| Material |
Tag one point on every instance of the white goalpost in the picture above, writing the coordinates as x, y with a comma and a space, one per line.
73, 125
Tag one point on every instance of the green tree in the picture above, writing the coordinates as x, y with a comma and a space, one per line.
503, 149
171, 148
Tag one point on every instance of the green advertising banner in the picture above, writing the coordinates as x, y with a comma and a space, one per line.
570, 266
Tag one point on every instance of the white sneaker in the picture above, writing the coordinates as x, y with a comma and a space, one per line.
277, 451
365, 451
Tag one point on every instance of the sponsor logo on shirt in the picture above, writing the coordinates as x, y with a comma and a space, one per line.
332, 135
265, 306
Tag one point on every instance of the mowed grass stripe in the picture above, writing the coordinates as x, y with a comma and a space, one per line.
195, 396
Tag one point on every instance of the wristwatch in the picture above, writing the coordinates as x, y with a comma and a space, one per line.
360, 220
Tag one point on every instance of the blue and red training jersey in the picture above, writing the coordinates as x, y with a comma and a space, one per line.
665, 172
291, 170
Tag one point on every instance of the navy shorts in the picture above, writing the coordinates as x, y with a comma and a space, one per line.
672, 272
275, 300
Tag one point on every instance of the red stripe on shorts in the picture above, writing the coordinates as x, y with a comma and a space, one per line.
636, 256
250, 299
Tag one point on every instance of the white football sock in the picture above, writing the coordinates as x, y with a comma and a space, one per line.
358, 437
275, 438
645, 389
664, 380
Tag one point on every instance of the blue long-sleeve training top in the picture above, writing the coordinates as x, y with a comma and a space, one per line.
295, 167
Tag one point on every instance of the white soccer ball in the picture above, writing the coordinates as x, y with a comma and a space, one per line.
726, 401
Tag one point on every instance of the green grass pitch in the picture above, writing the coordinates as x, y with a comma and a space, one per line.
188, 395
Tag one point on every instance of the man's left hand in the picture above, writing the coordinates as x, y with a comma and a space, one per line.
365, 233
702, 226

| Written task |
Would you reproduce the material above in full, exactly as given?

| Reply to the task |
Tag one point on every instance of the white goalpost in the picture above, writing the coordinates as x, y with a comma and a space, one per line.
73, 125
Tag one point on every instance of the green tree in the picture above, writing the coordinates as x, y with a comma and a space, one per line.
503, 149
171, 148
Tag one point on every instance of the green advertising banner in the picture above, writing the coordinates as x, y with a comma and a space, one per line.
570, 266
Tag one point on every instance of the white sneaker in the picture above, writing the coordinates as x, y with a comma and a space, one per line.
277, 451
365, 451
Tag one point on every instance of the sponsor logo on shirt in the picture above, writing the coordinates as x, y with a comma and a space, one per line.
332, 135
265, 306
Tag one point on every instance of the mowed grass stripe in the picture above, writing the coordinates as x, y with a comma and a space, one per line.
195, 396
Tag one point on every instance of the wristwatch in the picture above, writing the coordinates as x, y with a comma and a space, one per line.
360, 220
Tag one point on every instance of the blue and red training jersey in the picture above, writing the coordinates as x, y with a comma and a space, one per line.
665, 172
291, 170
Tag one point on every instance of the navy shorts in the picture above, writing the coordinates as x, y with a comma and a space, one per line.
672, 272
275, 300
Tag one point on every instance of the red stripe on shorts in the picture above, writing the coordinates as x, y with a comma and a space, one per line.
636, 256
250, 299
Tag one point on every instance of the white football sock in the picture above, writing the coordinates as x, y with a comma and a space, one per line.
358, 437
275, 438
645, 389
664, 380
Tag one point on every instance of the blue long-sleeve training top in the picture above, writing the coordinates as x, y with a comma and a space, one per line.
295, 167
Tag one point on every instance of the white soccer ball in the picture above, writing the coordinates as x, y with a comma and a space, one per line.
726, 401
Tag one point on every instance of the green grass pitch in the picture above, writing the coordinates as x, y with a comma and a space, one per line.
188, 395
Tag one point on every instance of the man's left hand in the picture above, writing the coordinates as x, y with a comma and a space, one per line.
365, 233
702, 226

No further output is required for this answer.